Glenn

Stateless is more performant than stateful that's true - but the design and
setup of the RBOs is just as much - if not more - important. On a
like-for-like flat performance basis stateless wins every time. 

The downside of UO is that you have an inbuilt setup time (establishing
connection / session / login credentials / etc). You can avoid this by
having either using RedBack (stateful or stateless) or writing your own
connection pooling interface.

Horses for courses - if you were to use SBObjects you don't have to take the
initial connection hit or write a connection pool. If you use RedBack
(SBObjects or not) it comes with inbuilt connection pooling, throttling of
licenses etc. You also get to use the inbuilt SB+ functionality to invoke
SB+ processes and dependencies (based on the properties of a user or user
group) which you would not otherwise have. 

For flat performance use stateless RBOs - but you can get the equivalent by
writing your own add-ons. As usual it comes down to product costs vs.
in-house development costs. My personal preference is RedBack in stateless
mode..... (but you could probably tell that). UO is fine but doesn't scale
as easily.

Regards

JayJay

-----Original Message-----
From: [EMAIL PROTECTED]
[mailto:[EMAIL PROTECTED] On Behalf Of Glenn Batson
Sent: 29 January 2006 00:16
To: [email protected]
Subject: Re: [U2] UO.NET and SB+

My understanding is the sbobject is the state based implementation and was
too slow.  My understanding was the stateless was more performant but not sb
aware.

Again past experience keeps is from going back.
--------------------------
Sent from my BlackBerry Wireless Device
 

-----Original Message-----
From: [EMAIL PROTECTED]
To: [email protected]
Sent: Sat Jan 28 05:54:41 2006
Subject: RE: [U2] UO.NET and SB+

Glenn

If you were considering a WWW route then RedBack supports "SBObjects"
directly and gives you a connection pool while at the same time being SB+
aware.
 
Regards

JayJay

-----Original Message-----
From: [EMAIL PROTECTED]
[mailto:[EMAIL PROTECTED] On Behalf Of Glenn Batson
Sent: 26 January 2006 23:12
To: [email protected]
Subject: [U2] UO.NET and SB+

I sent this to SB+ solutions but I also thought someone here might have
some opinions.

> Written task 1
Reproduce the entire email thread about UO.NET and SB+ word for word.

[Coordinate annotation entries]
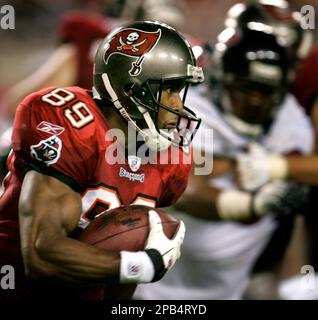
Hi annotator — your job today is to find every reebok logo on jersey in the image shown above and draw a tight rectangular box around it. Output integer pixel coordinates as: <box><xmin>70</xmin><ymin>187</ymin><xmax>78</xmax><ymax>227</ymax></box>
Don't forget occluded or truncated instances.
<box><xmin>30</xmin><ymin>136</ymin><xmax>62</xmax><ymax>166</ymax></box>
<box><xmin>36</xmin><ymin>121</ymin><xmax>65</xmax><ymax>136</ymax></box>
<box><xmin>119</xmin><ymin>167</ymin><xmax>145</xmax><ymax>183</ymax></box>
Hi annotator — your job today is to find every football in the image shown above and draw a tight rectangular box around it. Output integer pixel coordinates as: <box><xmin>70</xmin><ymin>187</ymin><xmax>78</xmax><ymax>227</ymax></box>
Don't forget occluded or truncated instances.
<box><xmin>79</xmin><ymin>205</ymin><xmax>179</xmax><ymax>300</ymax></box>
<box><xmin>80</xmin><ymin>205</ymin><xmax>179</xmax><ymax>251</ymax></box>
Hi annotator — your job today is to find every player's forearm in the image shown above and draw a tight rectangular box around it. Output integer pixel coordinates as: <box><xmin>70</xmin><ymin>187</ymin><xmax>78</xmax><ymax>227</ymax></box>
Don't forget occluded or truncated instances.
<box><xmin>24</xmin><ymin>236</ymin><xmax>120</xmax><ymax>284</ymax></box>
<box><xmin>286</xmin><ymin>155</ymin><xmax>318</xmax><ymax>185</ymax></box>
<box><xmin>175</xmin><ymin>187</ymin><xmax>220</xmax><ymax>220</ymax></box>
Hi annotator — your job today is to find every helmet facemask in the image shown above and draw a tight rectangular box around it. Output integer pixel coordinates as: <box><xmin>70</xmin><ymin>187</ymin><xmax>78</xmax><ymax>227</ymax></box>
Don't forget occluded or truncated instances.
<box><xmin>130</xmin><ymin>79</ymin><xmax>201</xmax><ymax>150</ymax></box>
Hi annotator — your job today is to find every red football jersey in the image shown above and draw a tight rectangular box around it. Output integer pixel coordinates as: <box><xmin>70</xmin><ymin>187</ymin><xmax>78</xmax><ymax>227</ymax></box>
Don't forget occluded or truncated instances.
<box><xmin>0</xmin><ymin>87</ymin><xmax>191</xmax><ymax>298</ymax></box>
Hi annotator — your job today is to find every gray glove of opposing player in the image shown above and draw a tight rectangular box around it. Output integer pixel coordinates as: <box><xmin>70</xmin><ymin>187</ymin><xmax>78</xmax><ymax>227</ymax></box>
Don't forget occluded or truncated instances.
<box><xmin>253</xmin><ymin>181</ymin><xmax>308</xmax><ymax>217</ymax></box>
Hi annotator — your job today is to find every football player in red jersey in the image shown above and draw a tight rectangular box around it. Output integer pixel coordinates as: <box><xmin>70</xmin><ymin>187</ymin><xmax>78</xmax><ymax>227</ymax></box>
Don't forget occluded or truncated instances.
<box><xmin>0</xmin><ymin>22</ymin><xmax>203</xmax><ymax>299</ymax></box>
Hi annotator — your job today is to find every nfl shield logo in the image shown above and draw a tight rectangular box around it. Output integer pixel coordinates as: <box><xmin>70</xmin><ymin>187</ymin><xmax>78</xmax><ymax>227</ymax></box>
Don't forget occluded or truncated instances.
<box><xmin>128</xmin><ymin>156</ymin><xmax>141</xmax><ymax>172</ymax></box>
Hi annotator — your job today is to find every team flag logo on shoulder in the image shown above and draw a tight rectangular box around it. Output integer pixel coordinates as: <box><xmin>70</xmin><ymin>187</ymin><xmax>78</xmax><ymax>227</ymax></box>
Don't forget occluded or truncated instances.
<box><xmin>104</xmin><ymin>28</ymin><xmax>161</xmax><ymax>76</ymax></box>
<box><xmin>30</xmin><ymin>136</ymin><xmax>62</xmax><ymax>166</ymax></box>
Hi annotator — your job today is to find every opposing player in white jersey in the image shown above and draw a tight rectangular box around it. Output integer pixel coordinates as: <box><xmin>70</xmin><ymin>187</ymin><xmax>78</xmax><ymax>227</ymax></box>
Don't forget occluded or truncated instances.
<box><xmin>135</xmin><ymin>28</ymin><xmax>313</xmax><ymax>299</ymax></box>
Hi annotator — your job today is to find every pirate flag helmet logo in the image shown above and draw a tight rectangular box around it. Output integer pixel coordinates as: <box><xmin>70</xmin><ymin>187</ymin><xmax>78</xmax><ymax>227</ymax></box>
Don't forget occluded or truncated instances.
<box><xmin>104</xmin><ymin>28</ymin><xmax>161</xmax><ymax>76</ymax></box>
<box><xmin>30</xmin><ymin>135</ymin><xmax>62</xmax><ymax>166</ymax></box>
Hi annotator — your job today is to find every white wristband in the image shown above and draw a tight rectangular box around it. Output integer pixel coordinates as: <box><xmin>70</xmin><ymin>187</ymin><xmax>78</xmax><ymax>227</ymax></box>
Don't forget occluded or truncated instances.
<box><xmin>120</xmin><ymin>251</ymin><xmax>155</xmax><ymax>283</ymax></box>
<box><xmin>216</xmin><ymin>190</ymin><xmax>252</xmax><ymax>220</ymax></box>
<box><xmin>271</xmin><ymin>155</ymin><xmax>288</xmax><ymax>180</ymax></box>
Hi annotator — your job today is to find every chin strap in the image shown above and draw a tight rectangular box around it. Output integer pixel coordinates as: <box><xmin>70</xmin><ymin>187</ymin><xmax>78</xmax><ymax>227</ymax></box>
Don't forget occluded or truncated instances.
<box><xmin>102</xmin><ymin>73</ymin><xmax>171</xmax><ymax>151</ymax></box>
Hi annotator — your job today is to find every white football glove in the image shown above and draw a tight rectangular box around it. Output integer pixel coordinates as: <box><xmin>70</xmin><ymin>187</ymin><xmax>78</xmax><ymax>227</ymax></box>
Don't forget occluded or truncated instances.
<box><xmin>120</xmin><ymin>210</ymin><xmax>185</xmax><ymax>283</ymax></box>
<box><xmin>237</xmin><ymin>143</ymin><xmax>288</xmax><ymax>191</ymax></box>
<box><xmin>145</xmin><ymin>210</ymin><xmax>185</xmax><ymax>281</ymax></box>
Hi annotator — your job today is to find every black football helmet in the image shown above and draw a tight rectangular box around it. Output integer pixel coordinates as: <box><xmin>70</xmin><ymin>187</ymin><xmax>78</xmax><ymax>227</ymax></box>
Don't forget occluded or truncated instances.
<box><xmin>94</xmin><ymin>21</ymin><xmax>203</xmax><ymax>150</ymax></box>
<box><xmin>212</xmin><ymin>28</ymin><xmax>288</xmax><ymax>136</ymax></box>
<box><xmin>225</xmin><ymin>0</ymin><xmax>314</xmax><ymax>64</ymax></box>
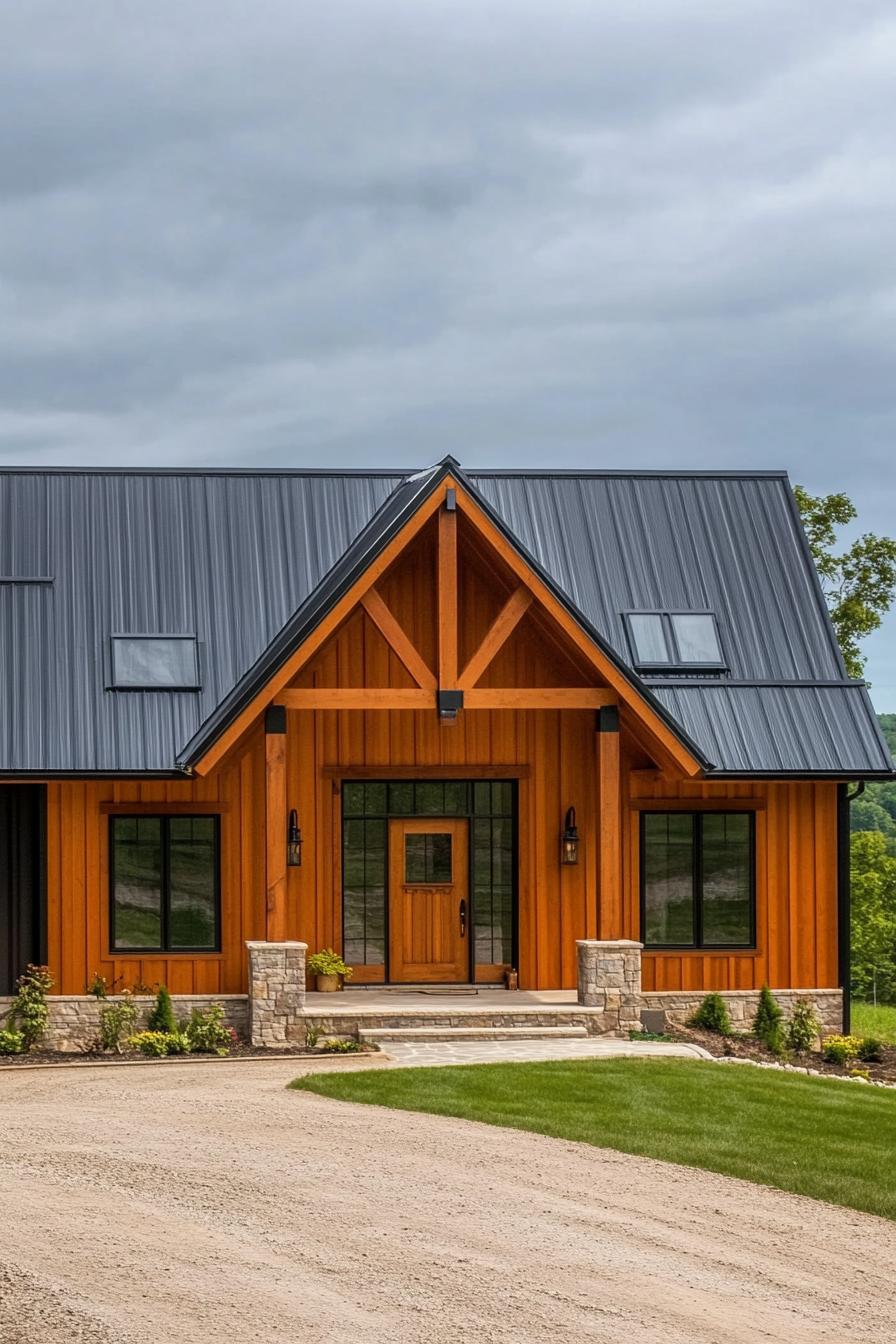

> Written task 2
List in full every line of the records that contains the string "logo", treating uppercase and lowercase as different.

> Task result 1
Glenn

Stateless is more performant than stateful that's true - but the design and
setup of the RBOs is just as much - if not more - important. On a
like-for-like flat performance basis stateless wins every time. 

The downside of UO is that you have an inbuilt setup time (establishing
connection / session / login credentials / etc). You can avoid this by
having either using RedBack (stateful or stateless) or writing your own
connection pooling interface.

Horses for courses - if you were to use SBObjects you don't have to take the
initial connection hit or write a connection pool. If you use RedBack
(SBObjects or not) it comes with inbuilt connection pooling, throttling of
licenses etc. You also get to use the inbuilt SB+ functionality to invoke
SB+ processes and dependencies (based on the properties of a user or user
group) which you would not otherwise have. 

For flat performance use stateless RBOs - but you can get the equivalent by
writing your own add-ons. As usual it comes down to product costs vs.
in-house development costs. My personal preference is RedBack in stateless
mode..... (but you could probably tell that). UO is fine but doesn't scale
as easily.

Regards

JayJay

-----Original Message-----
From: [EMAIL PROTECTED]
[mailto:[EMAIL PROTECTED] On Behalf Of Glenn Batson
Sent: 29 January 2006 00:16
To: [email protected]
Subject: Re: [U2] UO.NET and SB+

My understanding is the sbobject is the state based implementation and was
too slow.  My understanding was the stateless was more performant but not sb
aware.

Again past experience keeps is from going back.
--------------------------
Sent from my BlackBerry Wireless Device
 

-----Original Message-----
From: [EMAIL PROTECTED]
To: [email protected]
Sent: Sat Jan 28 05:54:41 2006
Subject: RE: [U2] UO.NET and SB+

Glenn

If you were considering a WWW route then RedBack supports "SBObjects"
directly and gives you a connection pool while at the same time being SB+
aware.
 
Regards

JayJay

-----Original Message-----
From: [EMAIL PROTECTED]
[mailto:[EMAIL PROTECTED] On Behalf Of Glenn Batson
Sent: 26 January 2006 23:12
To: [email protected]
Subject: [U2] UO.NET and SB+

I sent this to SB+ solutions but I also thought someone here might have
some opinions.

> Task result 2
Hi annotator — your job today is to find every reebok logo on jersey in the image shown above and draw a tight rectangular box around it. Output integer pixel coordinates as: <box><xmin>70</xmin><ymin>187</ymin><xmax>78</xmax><ymax>227</ymax></box>
Hi annotator — your job today is to find every nfl shield logo in the image shown above and draw a tight rectangular box around it. Output integer pixel coordinates as: <box><xmin>70</xmin><ymin>187</ymin><xmax>78</xmax><ymax>227</ymax></box>
Hi annotator — your job today is to find every team flag logo on shoulder in the image shown above and draw a tight rectangular box around it. Output integer pixel coordinates as: <box><xmin>70</xmin><ymin>187</ymin><xmax>78</xmax><ymax>227</ymax></box>
Hi annotator — your job today is to find every pirate flag helmet logo in the image shown above and draw a tight rectangular box around it. Output integer pixel coordinates as: <box><xmin>70</xmin><ymin>187</ymin><xmax>78</xmax><ymax>227</ymax></box>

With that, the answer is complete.